> [Stated goal]: Copy the data below line for line, keeping every word, number, and bracket unchanged.
start
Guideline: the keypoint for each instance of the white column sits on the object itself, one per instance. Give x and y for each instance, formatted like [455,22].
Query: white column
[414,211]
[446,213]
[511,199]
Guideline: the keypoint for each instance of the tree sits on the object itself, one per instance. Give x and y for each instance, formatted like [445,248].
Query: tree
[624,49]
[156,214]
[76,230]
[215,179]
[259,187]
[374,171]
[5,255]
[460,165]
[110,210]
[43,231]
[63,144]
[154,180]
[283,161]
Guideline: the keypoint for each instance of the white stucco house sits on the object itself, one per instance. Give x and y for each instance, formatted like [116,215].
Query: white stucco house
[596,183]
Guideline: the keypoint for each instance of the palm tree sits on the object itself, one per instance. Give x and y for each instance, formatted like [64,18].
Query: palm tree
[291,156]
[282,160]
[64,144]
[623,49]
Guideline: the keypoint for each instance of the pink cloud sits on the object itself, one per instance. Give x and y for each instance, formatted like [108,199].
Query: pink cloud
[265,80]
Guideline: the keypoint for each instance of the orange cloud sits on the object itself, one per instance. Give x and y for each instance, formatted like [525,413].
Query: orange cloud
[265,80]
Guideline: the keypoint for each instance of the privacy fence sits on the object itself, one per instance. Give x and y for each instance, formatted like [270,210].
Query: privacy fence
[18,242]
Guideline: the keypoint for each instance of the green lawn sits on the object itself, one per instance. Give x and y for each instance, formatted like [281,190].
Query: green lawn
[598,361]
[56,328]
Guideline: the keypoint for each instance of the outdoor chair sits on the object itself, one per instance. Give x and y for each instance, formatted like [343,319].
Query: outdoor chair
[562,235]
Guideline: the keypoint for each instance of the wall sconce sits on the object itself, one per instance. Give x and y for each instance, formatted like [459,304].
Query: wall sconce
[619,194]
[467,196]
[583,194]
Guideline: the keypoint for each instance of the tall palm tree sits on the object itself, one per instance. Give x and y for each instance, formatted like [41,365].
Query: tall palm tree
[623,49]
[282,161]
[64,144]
end
> [Answer to the exercise]:
Guideline: the keypoint for each instance of the white column sits on the object itself, one per instance. Give x and y for each instance, formatted like [455,22].
Query: white column
[414,211]
[446,213]
[511,199]
Guideline: the keypoint for each instance of the tree sits on the object itself, one per instance. Give x and y for each instance, formatted like [445,248].
Query: tree
[624,49]
[156,214]
[76,230]
[215,179]
[259,187]
[374,171]
[5,255]
[460,165]
[110,210]
[43,231]
[63,144]
[154,180]
[283,161]
Guideline: the keypoint for each instance of the white stucco house sits on the object itself, one per instance. Give x and y for each instance, formatted like [116,215].
Query: white stucco house
[596,183]
Guideline: the keypoint for each instance of the palm tree sits on the object itself, one per instance. Give x and y for each instance, formatted like [64,18].
Query: palm tree
[291,156]
[282,160]
[64,144]
[623,49]
Guideline: the keypoint for each instance of the pink cloud sits on the object itself, one per instance. Give x and y for each instance, formatted like [108,199].
Query: pink cloud
[265,80]
Guideline: the keypoint for each instance of the orange cloud sits on the object itself, one per instance. Give x and y for each instance, formatted like [525,413].
Query: orange cloud
[265,80]
Guideline: the keypoint for each instance of the privacy fence sits on the object itself, one per instance. Give x and y for each instance, formatted like [270,210].
Query: privacy fence
[18,242]
Guideline: the keypoint for each instance of the green lawn sits on the object itself, one per instance. Give x and y for each instance, formatted like [281,190].
Query: green lawn
[598,361]
[56,328]
Guideline: the keypoint for each instance of the outdoor chair sits on the object itself, one per instance. Give x and y for each instance, formatted like [343,319].
Query: outdoor chair
[562,235]
Guideline: the keypoint for each instance of the wall sconce sits on the object itself, one per instance. Give x and y for each instance, formatted like [459,304].
Query: wall sconce
[619,194]
[467,196]
[583,194]
Guideline: the keypoint for each instance of the tall palm tree sits on the object itself, one per instance. Give x and y for each instance, formatted like [41,365].
Query: tall palm tree
[623,49]
[282,161]
[64,144]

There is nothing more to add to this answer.